▶ **TASK GOAL**
Answer these from the extract on church growth and harvest below:
(a) Which Bible passage is cited for the tradition of gleaning?
(b) In which T.S. Eliot work does the quoted line about sowing appear?
(c) What does the extract name as the classic measure of success in human society?

▶ **SOURCE EXTRACT**
──────────────────────────────

There is no one indicator of ‘real’ growth.

The value of abundant, surplus growth is seen throughout the biblical tradition: storing up for times of famine (Genesis 41.35-36); the tradition of gleaning (Ruth 2.17-23) Jesus and his disciples plucking of grain to eat (Luke 6.1). The wheat is abundant in its provision and not consumed by itself.

The Proper Sowing: Countering a ‘Harvest Mission Model’

All growth demands patience: be that the grain of wheat, the gestating child or in a congregation.

‘Take no thought of the harvest, but only of the proper sowing’
(T.S. Eliot in Choruses from The Rock)

'The Corn Harvest' - Peter Breugel the Elder
In human society the classic measure of success is the harvest, the end of the production line. It defines the outcome and measurement of our labours. In the contemporary Church of England parish churches invest a great deal of time and energy in celebrating the Harvest Festival. Harvest Festival rightly is a time of thanksgiving and, if celebrated well, has a global justice imperative. Harvest is comforting because it is about tangible results and measurement. In that way it plays to our sense of security evidenced by metrics.

──────────────────────────────

▶ **LISTED RECORDS**
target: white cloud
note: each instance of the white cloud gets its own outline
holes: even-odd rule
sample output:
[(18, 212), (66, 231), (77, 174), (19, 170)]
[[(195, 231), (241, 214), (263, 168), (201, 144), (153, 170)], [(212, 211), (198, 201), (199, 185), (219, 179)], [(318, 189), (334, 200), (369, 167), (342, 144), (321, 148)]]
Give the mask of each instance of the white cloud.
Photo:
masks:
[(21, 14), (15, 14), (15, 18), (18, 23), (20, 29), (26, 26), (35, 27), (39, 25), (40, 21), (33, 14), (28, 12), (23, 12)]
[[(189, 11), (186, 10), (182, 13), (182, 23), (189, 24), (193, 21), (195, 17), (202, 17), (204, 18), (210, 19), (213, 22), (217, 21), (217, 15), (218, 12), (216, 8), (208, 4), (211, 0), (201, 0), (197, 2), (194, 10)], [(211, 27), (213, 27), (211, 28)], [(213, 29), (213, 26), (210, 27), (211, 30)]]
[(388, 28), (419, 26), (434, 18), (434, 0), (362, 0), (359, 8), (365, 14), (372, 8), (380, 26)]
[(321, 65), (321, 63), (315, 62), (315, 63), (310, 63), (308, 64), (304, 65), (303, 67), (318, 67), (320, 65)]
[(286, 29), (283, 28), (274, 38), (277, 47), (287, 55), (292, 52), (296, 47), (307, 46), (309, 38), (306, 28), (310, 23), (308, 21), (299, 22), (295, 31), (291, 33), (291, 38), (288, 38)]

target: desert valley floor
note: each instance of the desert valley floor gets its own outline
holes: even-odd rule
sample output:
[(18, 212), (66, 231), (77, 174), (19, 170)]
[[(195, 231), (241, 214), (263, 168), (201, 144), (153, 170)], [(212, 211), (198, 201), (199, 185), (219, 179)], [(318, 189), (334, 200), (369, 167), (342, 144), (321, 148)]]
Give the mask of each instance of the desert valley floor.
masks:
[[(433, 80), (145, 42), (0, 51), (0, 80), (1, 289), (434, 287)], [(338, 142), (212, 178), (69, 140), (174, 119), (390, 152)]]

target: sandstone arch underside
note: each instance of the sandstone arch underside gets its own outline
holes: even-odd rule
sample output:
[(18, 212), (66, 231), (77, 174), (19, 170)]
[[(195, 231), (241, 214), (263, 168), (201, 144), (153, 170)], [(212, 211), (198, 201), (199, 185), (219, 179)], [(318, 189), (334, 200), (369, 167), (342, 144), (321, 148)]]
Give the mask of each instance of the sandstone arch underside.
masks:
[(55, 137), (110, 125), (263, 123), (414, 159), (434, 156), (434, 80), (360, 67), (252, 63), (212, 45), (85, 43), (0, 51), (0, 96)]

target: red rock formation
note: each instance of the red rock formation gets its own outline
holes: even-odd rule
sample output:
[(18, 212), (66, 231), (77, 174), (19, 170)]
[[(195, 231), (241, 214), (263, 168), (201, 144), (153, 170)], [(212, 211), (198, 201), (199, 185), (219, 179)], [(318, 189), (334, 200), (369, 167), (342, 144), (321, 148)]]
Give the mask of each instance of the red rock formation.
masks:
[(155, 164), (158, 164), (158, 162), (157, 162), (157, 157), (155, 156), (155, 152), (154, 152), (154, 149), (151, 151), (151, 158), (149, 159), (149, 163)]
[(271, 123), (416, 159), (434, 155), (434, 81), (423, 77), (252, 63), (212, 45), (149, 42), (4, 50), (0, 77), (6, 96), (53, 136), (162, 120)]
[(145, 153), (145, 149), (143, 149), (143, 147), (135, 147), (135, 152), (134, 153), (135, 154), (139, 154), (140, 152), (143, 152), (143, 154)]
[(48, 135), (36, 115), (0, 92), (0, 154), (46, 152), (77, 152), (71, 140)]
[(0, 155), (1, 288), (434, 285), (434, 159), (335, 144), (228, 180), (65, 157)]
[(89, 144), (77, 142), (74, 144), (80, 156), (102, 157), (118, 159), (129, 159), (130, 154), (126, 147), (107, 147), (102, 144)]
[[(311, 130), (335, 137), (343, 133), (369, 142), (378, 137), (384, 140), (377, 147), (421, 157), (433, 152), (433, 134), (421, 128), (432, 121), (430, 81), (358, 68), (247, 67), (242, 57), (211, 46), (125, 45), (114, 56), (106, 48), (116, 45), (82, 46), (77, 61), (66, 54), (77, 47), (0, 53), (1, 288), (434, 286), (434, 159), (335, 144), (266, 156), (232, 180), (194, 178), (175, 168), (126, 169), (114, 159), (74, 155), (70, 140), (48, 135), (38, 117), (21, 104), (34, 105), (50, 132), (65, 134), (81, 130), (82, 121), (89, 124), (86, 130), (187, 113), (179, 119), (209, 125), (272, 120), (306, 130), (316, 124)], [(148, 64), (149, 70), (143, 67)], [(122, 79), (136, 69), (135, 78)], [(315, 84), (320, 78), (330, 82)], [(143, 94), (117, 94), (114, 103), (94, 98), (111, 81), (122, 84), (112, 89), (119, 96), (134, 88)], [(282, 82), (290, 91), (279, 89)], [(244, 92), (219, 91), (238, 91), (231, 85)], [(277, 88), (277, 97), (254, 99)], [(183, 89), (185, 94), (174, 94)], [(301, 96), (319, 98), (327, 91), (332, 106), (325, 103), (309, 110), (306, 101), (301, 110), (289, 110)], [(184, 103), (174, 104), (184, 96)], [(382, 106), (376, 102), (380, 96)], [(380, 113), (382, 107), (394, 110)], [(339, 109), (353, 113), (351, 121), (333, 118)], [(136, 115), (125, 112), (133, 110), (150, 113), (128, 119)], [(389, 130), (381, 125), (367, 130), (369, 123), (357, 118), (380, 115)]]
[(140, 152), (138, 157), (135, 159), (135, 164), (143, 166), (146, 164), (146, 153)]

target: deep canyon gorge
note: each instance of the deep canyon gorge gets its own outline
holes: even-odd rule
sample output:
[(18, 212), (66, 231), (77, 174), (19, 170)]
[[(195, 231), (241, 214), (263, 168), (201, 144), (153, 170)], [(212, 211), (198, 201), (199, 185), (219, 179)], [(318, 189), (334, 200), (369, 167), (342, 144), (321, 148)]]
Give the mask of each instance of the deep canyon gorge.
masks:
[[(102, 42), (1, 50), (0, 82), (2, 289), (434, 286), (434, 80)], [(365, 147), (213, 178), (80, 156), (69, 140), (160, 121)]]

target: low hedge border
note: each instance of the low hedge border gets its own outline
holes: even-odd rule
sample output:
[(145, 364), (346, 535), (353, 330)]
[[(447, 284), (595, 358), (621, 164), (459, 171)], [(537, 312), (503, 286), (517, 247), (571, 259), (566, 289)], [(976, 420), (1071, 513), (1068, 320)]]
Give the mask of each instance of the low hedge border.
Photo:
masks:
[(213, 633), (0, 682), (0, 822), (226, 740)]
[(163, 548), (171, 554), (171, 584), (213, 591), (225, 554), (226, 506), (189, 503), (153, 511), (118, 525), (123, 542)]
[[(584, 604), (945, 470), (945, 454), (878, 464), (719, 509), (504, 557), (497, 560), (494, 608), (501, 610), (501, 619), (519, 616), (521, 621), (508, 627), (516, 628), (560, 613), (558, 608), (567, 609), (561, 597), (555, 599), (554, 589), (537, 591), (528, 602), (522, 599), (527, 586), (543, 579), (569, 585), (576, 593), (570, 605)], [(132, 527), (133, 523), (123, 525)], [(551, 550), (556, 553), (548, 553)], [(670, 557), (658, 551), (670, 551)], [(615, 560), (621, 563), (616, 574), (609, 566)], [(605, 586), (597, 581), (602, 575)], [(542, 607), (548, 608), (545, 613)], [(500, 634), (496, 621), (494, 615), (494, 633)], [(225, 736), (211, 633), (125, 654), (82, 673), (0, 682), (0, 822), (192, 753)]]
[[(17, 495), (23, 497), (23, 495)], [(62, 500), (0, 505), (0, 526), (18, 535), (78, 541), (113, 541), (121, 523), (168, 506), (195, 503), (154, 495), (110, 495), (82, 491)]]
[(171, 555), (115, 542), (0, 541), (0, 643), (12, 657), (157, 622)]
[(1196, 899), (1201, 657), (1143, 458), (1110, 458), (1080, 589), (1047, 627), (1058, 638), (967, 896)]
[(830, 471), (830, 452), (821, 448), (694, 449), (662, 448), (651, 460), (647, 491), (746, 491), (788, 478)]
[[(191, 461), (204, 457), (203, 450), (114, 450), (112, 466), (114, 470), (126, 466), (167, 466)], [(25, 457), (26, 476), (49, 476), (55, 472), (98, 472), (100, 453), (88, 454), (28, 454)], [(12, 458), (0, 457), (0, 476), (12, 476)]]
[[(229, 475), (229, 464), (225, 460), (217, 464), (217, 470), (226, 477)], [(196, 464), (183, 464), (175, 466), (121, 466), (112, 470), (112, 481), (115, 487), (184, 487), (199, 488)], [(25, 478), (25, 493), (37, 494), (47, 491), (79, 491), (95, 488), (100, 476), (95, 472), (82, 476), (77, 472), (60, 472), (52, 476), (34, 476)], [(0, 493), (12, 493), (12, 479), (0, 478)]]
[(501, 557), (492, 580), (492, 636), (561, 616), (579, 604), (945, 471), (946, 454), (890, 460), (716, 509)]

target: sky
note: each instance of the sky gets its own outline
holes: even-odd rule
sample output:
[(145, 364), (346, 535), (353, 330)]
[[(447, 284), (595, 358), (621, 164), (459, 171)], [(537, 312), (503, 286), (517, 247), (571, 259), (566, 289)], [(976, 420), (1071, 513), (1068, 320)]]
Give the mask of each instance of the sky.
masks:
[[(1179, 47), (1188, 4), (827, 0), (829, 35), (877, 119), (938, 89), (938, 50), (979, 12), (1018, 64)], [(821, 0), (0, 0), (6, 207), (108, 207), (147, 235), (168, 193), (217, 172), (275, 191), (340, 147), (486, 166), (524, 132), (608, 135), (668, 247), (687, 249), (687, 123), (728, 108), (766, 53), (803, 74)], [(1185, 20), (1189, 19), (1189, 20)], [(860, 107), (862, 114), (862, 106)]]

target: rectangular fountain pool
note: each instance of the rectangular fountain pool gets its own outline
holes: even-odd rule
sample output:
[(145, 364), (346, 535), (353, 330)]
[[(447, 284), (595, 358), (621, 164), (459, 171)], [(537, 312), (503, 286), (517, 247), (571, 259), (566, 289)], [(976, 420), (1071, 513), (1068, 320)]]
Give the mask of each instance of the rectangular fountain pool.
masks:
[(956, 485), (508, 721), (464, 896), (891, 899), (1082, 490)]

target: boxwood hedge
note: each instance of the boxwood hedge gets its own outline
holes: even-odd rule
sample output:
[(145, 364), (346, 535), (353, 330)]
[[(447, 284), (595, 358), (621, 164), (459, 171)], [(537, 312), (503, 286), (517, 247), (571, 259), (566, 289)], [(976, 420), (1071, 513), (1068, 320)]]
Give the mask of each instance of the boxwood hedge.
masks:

──────────────────────────────

▶ **EXERCISE ANSWER**
(a) Ruth 2.17-23
(b) Choruses from The Rock
(c) The harvest